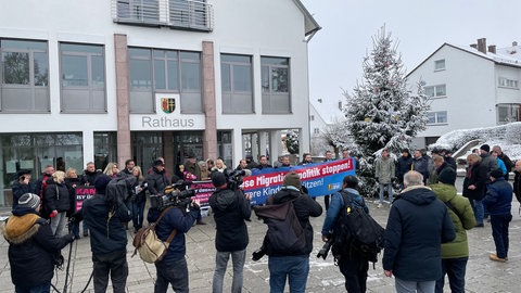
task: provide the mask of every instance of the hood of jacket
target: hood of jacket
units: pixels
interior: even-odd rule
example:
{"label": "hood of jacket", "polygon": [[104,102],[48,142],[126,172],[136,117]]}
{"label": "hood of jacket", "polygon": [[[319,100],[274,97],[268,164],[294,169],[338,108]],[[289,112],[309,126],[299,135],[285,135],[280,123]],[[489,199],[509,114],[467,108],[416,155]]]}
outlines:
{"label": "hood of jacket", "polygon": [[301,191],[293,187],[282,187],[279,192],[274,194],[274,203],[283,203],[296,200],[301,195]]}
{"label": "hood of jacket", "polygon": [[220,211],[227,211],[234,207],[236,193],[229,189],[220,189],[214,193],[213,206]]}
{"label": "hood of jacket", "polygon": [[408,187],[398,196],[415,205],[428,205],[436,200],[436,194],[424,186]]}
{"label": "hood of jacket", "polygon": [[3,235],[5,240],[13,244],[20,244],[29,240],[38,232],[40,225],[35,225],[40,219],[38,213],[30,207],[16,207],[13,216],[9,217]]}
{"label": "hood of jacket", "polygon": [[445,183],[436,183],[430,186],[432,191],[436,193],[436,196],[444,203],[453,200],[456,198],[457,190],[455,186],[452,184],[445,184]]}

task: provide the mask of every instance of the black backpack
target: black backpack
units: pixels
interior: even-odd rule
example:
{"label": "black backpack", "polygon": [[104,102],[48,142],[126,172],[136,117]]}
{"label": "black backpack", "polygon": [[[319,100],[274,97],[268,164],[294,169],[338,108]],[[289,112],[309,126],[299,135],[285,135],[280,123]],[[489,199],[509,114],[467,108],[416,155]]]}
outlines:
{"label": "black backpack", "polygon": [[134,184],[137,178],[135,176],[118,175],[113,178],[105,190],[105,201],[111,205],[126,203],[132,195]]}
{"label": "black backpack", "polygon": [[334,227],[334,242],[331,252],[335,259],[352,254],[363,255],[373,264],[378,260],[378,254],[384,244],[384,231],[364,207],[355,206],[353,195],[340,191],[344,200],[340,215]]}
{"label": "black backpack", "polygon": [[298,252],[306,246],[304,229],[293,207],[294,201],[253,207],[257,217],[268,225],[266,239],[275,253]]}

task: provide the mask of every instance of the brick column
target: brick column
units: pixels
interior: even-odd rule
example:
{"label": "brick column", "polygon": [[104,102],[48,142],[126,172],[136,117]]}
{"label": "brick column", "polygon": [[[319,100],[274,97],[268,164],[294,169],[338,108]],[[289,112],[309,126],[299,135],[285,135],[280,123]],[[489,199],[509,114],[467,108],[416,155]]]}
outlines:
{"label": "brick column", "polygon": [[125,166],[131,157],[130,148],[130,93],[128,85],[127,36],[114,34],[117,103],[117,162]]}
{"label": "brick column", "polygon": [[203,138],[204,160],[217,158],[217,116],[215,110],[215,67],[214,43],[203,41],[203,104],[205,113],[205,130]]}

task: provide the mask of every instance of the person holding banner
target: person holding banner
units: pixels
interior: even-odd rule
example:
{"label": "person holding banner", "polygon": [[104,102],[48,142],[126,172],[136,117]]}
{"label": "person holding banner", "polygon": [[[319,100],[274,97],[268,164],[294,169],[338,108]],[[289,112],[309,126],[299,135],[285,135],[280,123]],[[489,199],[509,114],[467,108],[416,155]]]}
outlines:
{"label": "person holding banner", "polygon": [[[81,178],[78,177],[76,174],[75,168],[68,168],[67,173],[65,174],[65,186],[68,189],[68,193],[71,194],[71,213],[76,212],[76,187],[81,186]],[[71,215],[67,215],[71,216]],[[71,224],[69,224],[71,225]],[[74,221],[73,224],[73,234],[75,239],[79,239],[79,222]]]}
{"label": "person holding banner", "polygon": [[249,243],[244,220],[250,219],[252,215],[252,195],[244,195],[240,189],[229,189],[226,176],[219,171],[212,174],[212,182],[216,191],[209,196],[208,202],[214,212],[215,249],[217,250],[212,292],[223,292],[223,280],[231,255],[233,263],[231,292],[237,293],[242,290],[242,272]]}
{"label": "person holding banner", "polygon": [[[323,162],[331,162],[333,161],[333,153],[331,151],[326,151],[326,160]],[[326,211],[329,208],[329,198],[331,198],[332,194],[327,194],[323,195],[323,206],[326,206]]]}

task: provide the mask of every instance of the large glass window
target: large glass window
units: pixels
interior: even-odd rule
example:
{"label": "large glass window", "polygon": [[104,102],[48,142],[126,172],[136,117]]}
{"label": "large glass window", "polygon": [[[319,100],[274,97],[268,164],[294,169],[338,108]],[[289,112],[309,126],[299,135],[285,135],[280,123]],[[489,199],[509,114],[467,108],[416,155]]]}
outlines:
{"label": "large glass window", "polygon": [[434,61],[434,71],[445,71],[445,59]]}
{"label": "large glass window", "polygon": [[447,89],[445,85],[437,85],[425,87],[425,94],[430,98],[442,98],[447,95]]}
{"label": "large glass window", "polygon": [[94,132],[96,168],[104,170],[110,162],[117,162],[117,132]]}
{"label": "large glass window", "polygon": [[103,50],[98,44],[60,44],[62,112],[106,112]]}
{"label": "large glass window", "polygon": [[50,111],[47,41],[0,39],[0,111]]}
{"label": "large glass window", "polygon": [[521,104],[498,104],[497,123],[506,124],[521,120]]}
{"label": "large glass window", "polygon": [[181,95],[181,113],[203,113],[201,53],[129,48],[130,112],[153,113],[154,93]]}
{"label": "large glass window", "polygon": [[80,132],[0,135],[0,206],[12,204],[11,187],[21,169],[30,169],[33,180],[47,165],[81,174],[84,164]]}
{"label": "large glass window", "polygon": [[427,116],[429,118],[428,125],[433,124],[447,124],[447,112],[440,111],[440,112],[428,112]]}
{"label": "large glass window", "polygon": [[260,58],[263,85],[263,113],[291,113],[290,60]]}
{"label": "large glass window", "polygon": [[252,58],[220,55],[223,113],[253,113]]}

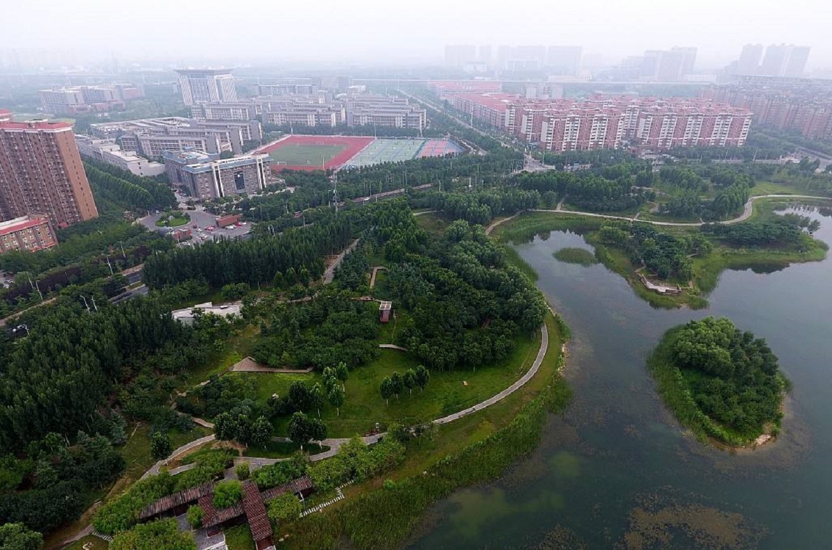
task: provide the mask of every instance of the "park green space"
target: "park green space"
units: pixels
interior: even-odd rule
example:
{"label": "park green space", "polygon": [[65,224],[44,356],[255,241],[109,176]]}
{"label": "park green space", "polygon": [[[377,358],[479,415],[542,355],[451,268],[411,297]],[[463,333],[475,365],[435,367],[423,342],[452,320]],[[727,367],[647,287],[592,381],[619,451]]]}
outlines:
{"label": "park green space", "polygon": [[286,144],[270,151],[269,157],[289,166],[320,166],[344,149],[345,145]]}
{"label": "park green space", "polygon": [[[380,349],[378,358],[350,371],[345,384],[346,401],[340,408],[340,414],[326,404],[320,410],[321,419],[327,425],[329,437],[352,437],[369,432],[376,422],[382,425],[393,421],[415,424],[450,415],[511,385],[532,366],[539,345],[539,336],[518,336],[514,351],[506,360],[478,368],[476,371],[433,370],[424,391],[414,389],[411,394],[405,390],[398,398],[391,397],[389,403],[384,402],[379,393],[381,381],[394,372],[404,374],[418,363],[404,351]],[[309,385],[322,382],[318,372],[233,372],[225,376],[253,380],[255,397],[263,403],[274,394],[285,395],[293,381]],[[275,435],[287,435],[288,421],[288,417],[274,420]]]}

━━━━━━━━━━━━━━━━━━━━

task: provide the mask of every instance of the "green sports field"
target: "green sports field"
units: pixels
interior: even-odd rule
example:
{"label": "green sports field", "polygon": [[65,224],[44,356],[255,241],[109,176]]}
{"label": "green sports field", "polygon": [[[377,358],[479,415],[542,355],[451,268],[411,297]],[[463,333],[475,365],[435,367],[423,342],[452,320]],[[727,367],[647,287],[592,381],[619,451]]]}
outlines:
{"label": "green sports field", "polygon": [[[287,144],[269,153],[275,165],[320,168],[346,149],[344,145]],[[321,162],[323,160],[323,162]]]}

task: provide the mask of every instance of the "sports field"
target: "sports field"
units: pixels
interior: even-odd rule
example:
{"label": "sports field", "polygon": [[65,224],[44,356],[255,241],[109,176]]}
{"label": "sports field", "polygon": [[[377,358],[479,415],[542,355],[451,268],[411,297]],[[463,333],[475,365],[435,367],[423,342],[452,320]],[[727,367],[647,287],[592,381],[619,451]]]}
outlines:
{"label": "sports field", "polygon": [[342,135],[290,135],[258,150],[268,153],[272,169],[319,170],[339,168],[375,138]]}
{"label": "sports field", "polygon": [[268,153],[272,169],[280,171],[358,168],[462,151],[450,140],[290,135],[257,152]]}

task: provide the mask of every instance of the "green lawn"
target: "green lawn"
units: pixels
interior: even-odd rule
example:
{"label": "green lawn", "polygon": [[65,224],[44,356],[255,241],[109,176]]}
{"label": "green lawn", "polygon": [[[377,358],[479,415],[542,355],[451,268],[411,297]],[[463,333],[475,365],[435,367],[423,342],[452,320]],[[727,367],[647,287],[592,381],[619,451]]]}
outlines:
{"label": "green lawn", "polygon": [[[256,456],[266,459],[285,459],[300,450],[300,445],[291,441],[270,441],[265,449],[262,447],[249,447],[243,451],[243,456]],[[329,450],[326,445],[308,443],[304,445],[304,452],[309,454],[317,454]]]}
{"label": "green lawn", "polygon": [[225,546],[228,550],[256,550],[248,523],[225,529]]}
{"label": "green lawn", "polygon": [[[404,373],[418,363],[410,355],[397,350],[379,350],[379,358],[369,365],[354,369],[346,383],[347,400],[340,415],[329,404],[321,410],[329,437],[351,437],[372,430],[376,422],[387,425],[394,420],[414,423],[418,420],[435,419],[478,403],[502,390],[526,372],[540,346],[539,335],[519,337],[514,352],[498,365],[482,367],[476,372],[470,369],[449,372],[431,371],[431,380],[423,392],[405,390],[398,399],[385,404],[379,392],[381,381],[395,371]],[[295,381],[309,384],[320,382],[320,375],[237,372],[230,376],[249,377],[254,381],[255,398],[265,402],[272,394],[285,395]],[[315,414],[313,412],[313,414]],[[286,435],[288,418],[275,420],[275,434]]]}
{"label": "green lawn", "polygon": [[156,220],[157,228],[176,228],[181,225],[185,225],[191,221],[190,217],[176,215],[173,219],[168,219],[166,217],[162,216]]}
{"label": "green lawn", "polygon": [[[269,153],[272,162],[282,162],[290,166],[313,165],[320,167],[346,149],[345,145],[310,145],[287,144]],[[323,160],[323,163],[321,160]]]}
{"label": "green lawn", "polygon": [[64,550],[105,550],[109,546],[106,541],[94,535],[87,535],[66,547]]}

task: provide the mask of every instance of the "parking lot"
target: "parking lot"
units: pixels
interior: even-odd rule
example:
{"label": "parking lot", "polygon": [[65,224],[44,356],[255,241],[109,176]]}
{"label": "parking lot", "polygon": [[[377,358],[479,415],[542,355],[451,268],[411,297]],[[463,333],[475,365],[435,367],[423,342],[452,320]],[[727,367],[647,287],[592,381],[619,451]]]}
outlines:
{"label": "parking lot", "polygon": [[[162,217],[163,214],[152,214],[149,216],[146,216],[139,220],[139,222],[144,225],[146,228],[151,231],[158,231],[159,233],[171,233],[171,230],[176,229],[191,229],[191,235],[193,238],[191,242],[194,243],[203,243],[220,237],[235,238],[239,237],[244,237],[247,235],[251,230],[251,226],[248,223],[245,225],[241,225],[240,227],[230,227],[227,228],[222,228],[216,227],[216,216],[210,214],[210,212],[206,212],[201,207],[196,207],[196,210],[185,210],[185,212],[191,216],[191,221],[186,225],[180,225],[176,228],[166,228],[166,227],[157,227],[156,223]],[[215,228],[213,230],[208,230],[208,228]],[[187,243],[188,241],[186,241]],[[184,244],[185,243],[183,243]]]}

━━━━━━━━━━━━━━━━━━━━

Exercise objective
Find every line in the rows above that contains the string "instance" and copy each one. Matching is case-sensitive.

Solution
task: provide the mask of every instance of the hood of jacket
task: provide the mask of every instance of the black backpack
task: provide the mask of every instance of the brick column
task: provide the mask of every instance of the person holding banner
task: provide the mask of every instance of the large glass window
task: provide the mask of every instance of the "park green space"
task: provide the mask of every instance of the "green sports field"
task: provide the mask of every instance of the "sports field"
task: provide the mask of every instance of the "green lawn"
task: provide the mask of every instance of the "parking lot"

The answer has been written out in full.